Point placement records
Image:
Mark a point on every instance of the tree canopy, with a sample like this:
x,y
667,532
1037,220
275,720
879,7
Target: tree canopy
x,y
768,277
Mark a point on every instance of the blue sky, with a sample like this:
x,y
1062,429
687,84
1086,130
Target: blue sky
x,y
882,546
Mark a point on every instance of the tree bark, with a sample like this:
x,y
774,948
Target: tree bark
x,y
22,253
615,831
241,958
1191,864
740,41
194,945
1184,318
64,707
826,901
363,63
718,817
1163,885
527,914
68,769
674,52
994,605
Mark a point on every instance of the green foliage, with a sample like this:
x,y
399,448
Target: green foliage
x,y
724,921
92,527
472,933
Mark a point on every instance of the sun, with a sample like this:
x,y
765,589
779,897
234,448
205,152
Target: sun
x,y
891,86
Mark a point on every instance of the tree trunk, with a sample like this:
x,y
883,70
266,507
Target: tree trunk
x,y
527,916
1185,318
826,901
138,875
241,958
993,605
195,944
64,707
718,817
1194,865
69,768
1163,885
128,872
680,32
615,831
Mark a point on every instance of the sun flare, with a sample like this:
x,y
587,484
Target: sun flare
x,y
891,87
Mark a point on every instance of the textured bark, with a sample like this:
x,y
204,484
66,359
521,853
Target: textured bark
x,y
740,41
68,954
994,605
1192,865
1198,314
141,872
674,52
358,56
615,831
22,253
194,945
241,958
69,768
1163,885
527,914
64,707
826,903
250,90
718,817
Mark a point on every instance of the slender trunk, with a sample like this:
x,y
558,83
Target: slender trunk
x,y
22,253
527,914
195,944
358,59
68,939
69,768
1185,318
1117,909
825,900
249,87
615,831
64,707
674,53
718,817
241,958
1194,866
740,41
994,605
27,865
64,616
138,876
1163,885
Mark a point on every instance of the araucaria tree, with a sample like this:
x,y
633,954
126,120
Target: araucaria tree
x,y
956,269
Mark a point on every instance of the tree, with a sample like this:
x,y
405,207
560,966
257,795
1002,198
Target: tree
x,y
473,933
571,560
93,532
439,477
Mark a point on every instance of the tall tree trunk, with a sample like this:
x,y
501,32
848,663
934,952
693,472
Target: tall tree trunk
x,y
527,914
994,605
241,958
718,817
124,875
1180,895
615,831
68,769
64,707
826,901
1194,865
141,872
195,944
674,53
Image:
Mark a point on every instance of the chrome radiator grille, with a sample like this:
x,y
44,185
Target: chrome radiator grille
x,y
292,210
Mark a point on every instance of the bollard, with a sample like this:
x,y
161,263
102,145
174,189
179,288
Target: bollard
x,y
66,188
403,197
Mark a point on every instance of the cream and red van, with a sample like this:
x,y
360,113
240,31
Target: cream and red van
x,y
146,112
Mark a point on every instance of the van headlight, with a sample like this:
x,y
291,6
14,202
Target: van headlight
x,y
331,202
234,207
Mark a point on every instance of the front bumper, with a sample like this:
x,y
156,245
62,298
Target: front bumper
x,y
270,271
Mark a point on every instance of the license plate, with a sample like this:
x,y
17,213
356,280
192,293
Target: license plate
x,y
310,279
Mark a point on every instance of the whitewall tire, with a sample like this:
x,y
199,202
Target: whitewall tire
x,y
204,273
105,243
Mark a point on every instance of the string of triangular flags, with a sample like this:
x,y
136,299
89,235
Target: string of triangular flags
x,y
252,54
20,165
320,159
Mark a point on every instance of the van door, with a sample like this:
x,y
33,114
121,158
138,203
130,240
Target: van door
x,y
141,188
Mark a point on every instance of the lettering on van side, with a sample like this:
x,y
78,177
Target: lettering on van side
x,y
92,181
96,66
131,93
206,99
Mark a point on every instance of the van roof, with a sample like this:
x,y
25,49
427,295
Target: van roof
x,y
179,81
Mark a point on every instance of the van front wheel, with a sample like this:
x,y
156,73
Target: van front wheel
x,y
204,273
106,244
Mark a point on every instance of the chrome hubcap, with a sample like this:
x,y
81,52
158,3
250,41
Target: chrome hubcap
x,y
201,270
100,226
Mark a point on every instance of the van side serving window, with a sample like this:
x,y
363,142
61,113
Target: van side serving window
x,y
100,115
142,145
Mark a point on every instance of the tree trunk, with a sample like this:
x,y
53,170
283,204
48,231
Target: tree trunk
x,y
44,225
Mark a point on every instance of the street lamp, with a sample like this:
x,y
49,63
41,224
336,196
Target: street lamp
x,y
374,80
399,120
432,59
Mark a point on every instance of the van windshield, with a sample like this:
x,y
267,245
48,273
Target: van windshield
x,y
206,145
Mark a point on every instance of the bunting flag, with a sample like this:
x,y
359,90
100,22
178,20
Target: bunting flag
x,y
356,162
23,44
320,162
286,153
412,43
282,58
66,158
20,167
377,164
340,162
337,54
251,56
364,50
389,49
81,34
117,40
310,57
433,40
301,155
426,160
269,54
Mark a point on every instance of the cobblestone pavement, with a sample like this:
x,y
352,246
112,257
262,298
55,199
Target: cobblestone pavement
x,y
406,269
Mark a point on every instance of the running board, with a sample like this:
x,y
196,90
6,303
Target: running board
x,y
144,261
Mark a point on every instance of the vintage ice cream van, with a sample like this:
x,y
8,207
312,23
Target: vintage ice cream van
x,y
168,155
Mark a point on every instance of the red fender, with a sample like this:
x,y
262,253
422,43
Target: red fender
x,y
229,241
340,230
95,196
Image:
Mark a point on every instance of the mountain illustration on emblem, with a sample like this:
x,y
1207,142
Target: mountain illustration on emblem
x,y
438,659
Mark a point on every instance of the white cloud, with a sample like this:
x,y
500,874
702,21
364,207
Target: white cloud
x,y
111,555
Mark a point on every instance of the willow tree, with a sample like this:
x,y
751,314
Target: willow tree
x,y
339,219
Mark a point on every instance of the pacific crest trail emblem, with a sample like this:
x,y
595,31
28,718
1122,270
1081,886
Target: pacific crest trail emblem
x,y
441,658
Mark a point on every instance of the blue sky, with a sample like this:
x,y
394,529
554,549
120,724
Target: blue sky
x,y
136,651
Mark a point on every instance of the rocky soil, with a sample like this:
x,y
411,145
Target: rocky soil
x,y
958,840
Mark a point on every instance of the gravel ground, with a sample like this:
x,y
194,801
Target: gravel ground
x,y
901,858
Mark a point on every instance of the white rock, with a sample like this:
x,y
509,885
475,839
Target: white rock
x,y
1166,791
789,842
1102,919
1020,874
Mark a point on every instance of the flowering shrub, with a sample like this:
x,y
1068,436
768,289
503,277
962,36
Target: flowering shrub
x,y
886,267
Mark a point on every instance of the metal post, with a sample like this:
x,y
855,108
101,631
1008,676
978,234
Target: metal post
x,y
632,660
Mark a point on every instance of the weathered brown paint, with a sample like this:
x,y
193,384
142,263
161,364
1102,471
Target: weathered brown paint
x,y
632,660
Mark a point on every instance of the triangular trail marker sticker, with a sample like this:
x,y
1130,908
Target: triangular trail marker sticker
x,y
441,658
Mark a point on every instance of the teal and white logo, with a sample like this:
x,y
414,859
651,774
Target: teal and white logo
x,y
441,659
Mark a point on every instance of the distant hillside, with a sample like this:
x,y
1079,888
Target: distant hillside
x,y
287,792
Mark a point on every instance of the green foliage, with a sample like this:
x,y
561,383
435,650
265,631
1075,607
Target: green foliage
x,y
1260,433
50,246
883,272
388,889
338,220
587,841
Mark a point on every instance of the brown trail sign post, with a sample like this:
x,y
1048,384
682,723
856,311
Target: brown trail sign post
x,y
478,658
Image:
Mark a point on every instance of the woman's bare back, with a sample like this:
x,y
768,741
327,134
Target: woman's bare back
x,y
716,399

• [Task brief]: Exactly reproduce all of the entries above.

• [Reply]:
Image:
Mark a point on every instance of the tree canopy, with a sample like this:
x,y
667,532
1037,220
275,720
879,7
Target: tree canopy
x,y
768,277
Mark a point on every instance of the blue sky, with a sample like this:
x,y
1062,429
687,84
1086,130
Target: blue sky
x,y
882,546
Mark a point on every instance of the tree bark, with a sample like this:
x,y
774,948
Target: tree bark
x,y
22,253
615,831
241,958
1191,864
740,41
194,945
1184,318
64,707
826,901
363,63
718,817
1163,885
527,914
68,769
674,52
994,605
Mark a point on every instance of the green foliage, with a sample like this:
x,y
399,448
Target: green foliage
x,y
724,921
92,527
472,933
Mark a point on every instance of the sun, with a sample like this:
x,y
765,589
779,897
234,448
205,152
Target: sun
x,y
891,86
Mark a point on every instance of the tree trunk, with a sample like this:
x,y
883,70
266,507
Target: tree trunk
x,y
527,916
1185,318
826,901
138,875
241,958
993,605
195,944
64,707
718,817
1194,865
69,768
1163,885
128,872
680,32
615,831
Mark a point on every instance of the sun flare, with a sample like this:
x,y
587,484
Target: sun flare
x,y
891,87
Mark a point on every instance of the textured bark, with a sample like this:
x,y
204,484
66,359
521,853
Target: textured bark
x,y
740,41
68,954
994,605
1192,865
1198,314
141,872
674,52
358,56
615,831
22,253
194,945
241,958
69,768
1163,885
527,914
64,707
826,903
250,90
718,817
Mark a point on every instance of the slender trunk, with a sample like this:
x,y
558,83
Target: slender trunk
x,y
22,253
527,914
195,944
358,59
68,939
69,768
1185,318
1117,909
825,900
249,87
615,831
64,707
674,53
718,817
241,958
1194,866
740,41
994,605
27,865
64,616
138,876
1163,885
Mark a point on every instance of the araucaria tree, with a sample like this:
x,y
633,954
126,120
Target: araucaria tree
x,y
956,269
Mark a point on every instance of the tree, with a sample like this:
x,y
405,207
560,966
257,795
1002,198
Target: tree
x,y
473,933
571,560
93,532
439,477
Mark a point on every instance of the tall tree trunk, with a sample like this:
x,y
501,32
848,663
934,952
693,472
Target: tall tree trunk
x,y
527,914
994,605
241,958
718,817
124,875
1180,895
615,831
68,769
64,707
826,901
1194,865
141,872
195,944
674,53
Image:
Mark a point on every instance of the chrome radiator grille, with a sample like this:
x,y
44,185
Target: chrome radiator grille
x,y
292,210
Mark a point on every instance of the bollard, with a sample like this:
x,y
161,263
102,145
174,189
179,288
Target: bollard
x,y
66,188
403,197
Mark a point on every instance of the cream and red van, with a sample like this:
x,y
360,113
240,31
Target: cream and red van
x,y
146,112
Mark a point on every instance of the van headlight, with a sample like this:
x,y
291,6
14,202
Target: van headlight
x,y
331,202
234,207
Mark a point on every instance of the front bumper, with a sample like this:
x,y
156,245
62,298
Target: front bumper
x,y
270,271
Mark a point on every instance of the license plate, with a sample like this:
x,y
17,213
356,280
192,293
Target: license plate
x,y
310,279
Mark a point on every instance of the whitewall tire, with a sample like this:
x,y
199,202
Target: whitewall tire
x,y
204,273
105,243
Mark a point on every instance of the string of triangular flags, with a sample like this:
x,y
136,299
89,235
Target: string of triangular flags
x,y
252,54
20,165
320,159
Mark a point on every instance of the van door, with a sample like this:
x,y
33,114
121,158
138,203
130,240
Target: van door
x,y
141,188
Mark a point on every instance of the lettering on van side, with a sample like this:
x,y
78,177
Target: lettering on van side
x,y
92,181
96,66
131,93
206,99
Mark a point on every instance of the van roof, with a sample like this:
x,y
25,49
427,295
Target: van roof
x,y
179,81
Mark a point on every instance of the van front wheel, with a sample like this:
x,y
156,73
Target: van front wheel
x,y
204,273
106,244
Mark a point on every instance of the chrome hubcap, with a sample like this:
x,y
81,52
158,3
250,41
Target: chrome hubcap
x,y
201,270
100,226
Mark a point on every instance of the van side serving window, with a sample like this:
x,y
363,142
61,113
Target: van side serving window
x,y
100,115
142,145
Mark a point on every instance of the tree trunk, with a sample like this:
x,y
53,170
283,204
48,231
Target: tree trunk
x,y
44,225
Mark a point on every instance of the street lamp, with a sample like this:
x,y
49,63
41,224
336,196
Target: street lamp
x,y
374,80
399,120
432,59
Mark a point on every instance of the van windshield, with a sample like this:
x,y
267,245
48,273
Target: van windshield
x,y
206,145
Mark a point on every instance of the bunting flag, with a sample like this:
x,y
359,90
100,22
178,20
Target: bunting flag
x,y
356,162
23,44
320,162
286,153
412,43
282,58
66,158
20,167
377,164
340,162
337,54
251,56
364,50
389,49
81,34
117,40
310,57
433,40
301,155
426,160
269,54
Mark a point on every instance of the cobblestone pavement, with a sample like this:
x,y
352,246
112,257
262,298
55,199
Target: cobblestone pavement
x,y
406,269
Mark a point on every instance of the running board, with a sample like this:
x,y
196,90
6,303
Target: running board
x,y
144,261
Mark a point on every instance of the vintage ice cream van, with a sample like this:
x,y
8,207
312,23
Target: vintage ice cream van
x,y
168,155
Mark a point on every instance of the red fender, with a sample like this:
x,y
262,253
422,43
Target: red fender
x,y
229,241
340,230
95,196
Image:
Mark a point on every instance of the mountain illustration on emblem, with a sample like this:
x,y
1207,142
Target: mountain illustration on emblem
x,y
438,659
Mark a point on every instance of the white cloud, with a sample like this:
x,y
500,874
702,21
364,207
Target: white cloud
x,y
111,555
Mark a point on every instance of the willow tree, with a sample like this:
x,y
751,314
Target: willow tree
x,y
339,219
Mark a point on every instance of the pacific crest trail emblem, with a sample like this:
x,y
595,31
28,718
1122,270
1081,886
Target: pacific crest trail emblem
x,y
441,658
Mark a point on every instance of the blue sky, with a sample like this:
x,y
394,529
554,549
120,724
Target: blue sky
x,y
136,651
Mark a point on every instance of the rocky soil, with a sample like this:
x,y
411,145
Target: rocky soil
x,y
958,840
Mark a point on every instance of the gravel ground, with a sample like this:
x,y
194,801
Target: gravel ground
x,y
901,858
Mark a point on every instance of the white rock, with a sample like this:
x,y
509,885
475,839
Target: white rock
x,y
1166,791
789,842
1102,919
1020,874
Mark a point on every instance of the flowering shrub, with a sample like this:
x,y
1068,436
768,289
503,277
962,36
Target: flowering shrub
x,y
886,267
Mark a point on every instance of the metal post, with a sample like this:
x,y
855,108
101,631
1008,676
978,234
Target: metal post
x,y
632,660
Mark a point on every instance of the weathered brown paint, with a sample like this:
x,y
193,384
142,263
161,364
1102,471
Target: weathered brown paint
x,y
632,660
Mark a point on every instance of the triangular trail marker sticker, with a sample like this:
x,y
1130,908
Target: triangular trail marker sticker
x,y
441,658
Mark a point on every instance of the teal and white logo, with a sample like this:
x,y
414,859
651,774
Target: teal and white logo
x,y
441,659
Mark a point on every instance of the distant hillside, with a sample like this:
x,y
1079,888
Target: distant hillside
x,y
287,792
Mark a point on every instance of the green foliage, with a sample like this:
x,y
561,383
435,650
265,631
1075,607
Target: green foliage
x,y
1260,433
50,246
883,272
388,889
338,220
587,841
Mark a point on every instance of the brown trail sign post, with a sample like this:
x,y
1048,384
682,723
856,311
Target: brown trail sign post
x,y
478,658
Image:
Mark a point on every instance of the woman's bare back, with a sample like this:
x,y
768,741
327,134
Target: woman's bare back
x,y
716,399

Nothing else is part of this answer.